REQUIREMENTS.
(A) In the optimistic locking article, list every account category named in the code comments.
(B) From the optimistic locking article, write out the passage starting at "const accountIds = transaction.entries.map(e" and ending at "these accounts concurrently.".
(C) Extend the optimistic locking article from the point where it stops.

Each transaction contains 2+ entries (one debit, one credit minimum for double-entry)
Each entry affects an account balance
The lock_version field on accounts is critical—it’s the mechanism that makes optimistic locking work

Note that only LEDGER_ACCOUNT has a lock_version field. Transactions and entries are immutable (append-only), so they don’t need concurrency control. The contention point is account balances, which are updated frequently.

The Three-Phase Transaction Pattern

The core of our optimistic locking approach is this pattern:

1. READ: Fetch all affected accounts (no locks held)
2. VALIDATE & BUILD: Calculate balance updates in-memory
3. WRITE: Execute batched writes in single database transaction

Let’s walk through the implementation:

Phase 1: READ - Fetch Accounts Without Locks (source)

public async createTransaction(
  transaction: LedgerTransactionEntity
): Promise<LedgerTransactionEntity> {
  // 1. Fetch all ledger accounts (NO LOCKS - other transactions can read concurrently)
  const accountIds = transaction.entries.map(e => e.accountId.toString());
  const accounts = await this.db
    .select()
    .from(LedgerAccountsTable)
    .where(and(inArray(LedgerAccountsTable.id, accountIds)));

Critical: This is a plain SELECT, not SELECT FOR UPDATE. Other transactions can read and write these accounts concurrently.

Phase 2: VALIDATE & BUILD - Calculate Balances In-Memory (source)

  // 2. Update balances In-memory
  const ledgerAccountsById = new Map(
    accounts.map(a => {
      const account = LedgerAccountEntity.fromRecord(a);
      return [account.id.toString(), account];
    })
  );

  const ledgerAccounts = transaction.entries.map(entry => {
    const account = ledgerAccountsById.get(entry.accountId.toString());
    if (account !== undefined) {
      return account.applyEntry(entry);  // Returns new immutable entity
    }
    throw new NotFoundError(
      `Missing Ledger Account ${entry.accountId.toString()}, for entry ${entry.id.toString()}`
    );
  });

The applyEntry() method implements double-entry accounting rules:

public applyEntry(entry: { direction: "debit" | "credit"; amount: number }): LedgerAccountEntity {
  let newPostedAmount = this.postedAmount;
  let newPostedCredits = this.postedCredits;
  let newPostedDebits = this.postedDebits;

  // Apply double-entry accounting rules based on account's normal balance
  if (this.normalBalance === "debit") {
    if (entry.direction === "debit") {
      // Debit increases debit accounts (Assets, Expenses)
      newPostedAmount += entry.amount;
      newPostedDebits += entry.amount;
    } else {
      // Credit decreases debit accounts
      newPostedAmount -= entry.amount;
      newPostedCredits += entry.amount;
    }
  } else {
    // credit normal balance (Liabilities, Revenue)

RECORD SET.
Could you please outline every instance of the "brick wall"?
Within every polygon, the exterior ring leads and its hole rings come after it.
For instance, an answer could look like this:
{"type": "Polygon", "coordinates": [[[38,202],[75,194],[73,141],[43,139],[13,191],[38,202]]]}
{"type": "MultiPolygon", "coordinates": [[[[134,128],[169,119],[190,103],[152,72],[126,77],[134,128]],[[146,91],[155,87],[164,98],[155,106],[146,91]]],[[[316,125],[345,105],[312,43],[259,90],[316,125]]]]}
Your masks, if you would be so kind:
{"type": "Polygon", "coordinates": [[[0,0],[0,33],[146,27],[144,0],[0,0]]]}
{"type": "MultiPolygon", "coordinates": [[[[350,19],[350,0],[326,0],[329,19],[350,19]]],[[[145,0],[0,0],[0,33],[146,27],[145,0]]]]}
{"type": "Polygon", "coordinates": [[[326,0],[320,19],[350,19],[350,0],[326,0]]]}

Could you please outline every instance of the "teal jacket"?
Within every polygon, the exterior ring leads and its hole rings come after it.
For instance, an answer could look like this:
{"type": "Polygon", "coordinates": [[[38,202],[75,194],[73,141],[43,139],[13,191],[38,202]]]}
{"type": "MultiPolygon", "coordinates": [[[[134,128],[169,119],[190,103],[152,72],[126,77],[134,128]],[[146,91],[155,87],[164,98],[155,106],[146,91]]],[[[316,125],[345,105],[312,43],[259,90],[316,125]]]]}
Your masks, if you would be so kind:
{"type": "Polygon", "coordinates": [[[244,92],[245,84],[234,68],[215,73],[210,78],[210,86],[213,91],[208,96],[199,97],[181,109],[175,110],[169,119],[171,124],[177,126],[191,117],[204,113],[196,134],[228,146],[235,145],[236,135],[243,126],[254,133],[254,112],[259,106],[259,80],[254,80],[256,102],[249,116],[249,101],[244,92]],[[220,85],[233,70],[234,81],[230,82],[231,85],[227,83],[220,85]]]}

OUTPUTS FOR THE TASKS.
(A) Assets, Expenses, Liabilities, Revenue

(B)
const accountIds = transaction.entries.map(e => e.accountId.toString());
  const accounts = await this.db
    .select()
    .from(LedgerAccountsTable)
    .where(and(inArray(LedgerAccountsTable.id, accountIds)));

Critical: This is a plain SELECT, not SELECT FOR UPDATE. Other transactions can read and write these accounts concurrently.

(C)
    if (entry.direction === "credit") {
      // Credit increases credit accounts
      newPostedAmount += entry.amount;
      newPostedCredits += entry.amount;
    } else {
      // Debit decreases credit accounts
      newPostedAmount -= entry.amount;
      newPostedDebits += entry.amount;
    }
  }

  // Return new immutable entity with updated balances
  return new LedgerAccountEntity({
    ...this,
    postedAmount: newPostedAmount,
    postedCredits: newPostedCredits,
    postedDebits: newPostedDebits,
    availableAmount: newPostedAmount,
    availableCredits: newPostedCredits,
    availableDebits: newPostedDebits,
    updated: new Date(),
  });
}

Phase 3: WRITE - Atomic Transaction with Version Checks (source)

  // 3. Write all changes in a single DB transaction
  try {
    return await this.db.transaction(async tx => {
      // 3a. Insert transaction record FIRST (entries depend on it via FK)
      const transactionRecord = transaction.toRecord();
      const transactionResult = await tx
        .insert(LedgerTransactionsTable)
        .values(transactionRecord)
        .onConflictDoUpdate({
          target: LedgerTransactionsTable.id,
          set: {
            ledgerId: transactionRecord.ledgerId,
            organizationId: transactionRecord.organizationId,
            description: transactionRecord.description,
            status: transactionRecord.status,
            effectiveAt: transactionRecord.effectiveAt,
            metadata: transactionRecord.metadata,
            updated: transactionRecord.updated,
          },
        })
        .returning();

      // 3b. Insert all entries in batch (idempotent via upsert)
      const txEntriesPromises = transaction.entries.map(async entry => {
        const entryRecord = entry.toRecord();
        await tx
          .insert(LedgerTransactionEntriesTable)
          .values(entryRecord)
          .onConflictDoUpdate({
            target: LedgerTransactionEntriesTable.id,
            set: {
              transactionId: entryRecord.transactionId,
              accountId: entryRecord.accountId,
              organizationId: entryRecord.organizationId,
              direction: entryRecord.direction,
              amount: entryRecord.amount,
              currency: entryRecord.currency,
              currencyExponent: entryRecord.currencyExponent,
              status: entryRecord.status,
              metadata: entryRecord.metadata,
              updated: entryRecord.updated,
            },
          });
      });

      // 3c. Update all account balances in parallel with optimistic locking
      const ledgerAccountsPromises = ledgerAccounts.map(async account => {
        const result = await tx
          .update(LedgerAccountsTable)
          .set(account.toRecord())
          .where(
            and(
              eq(LedgerAccountsTable.id, account.id.toString()),
              eq(LedgerAccountsTable.lockVersion, account.lockVersion)  // <-- VERSION CHECK
            )
          )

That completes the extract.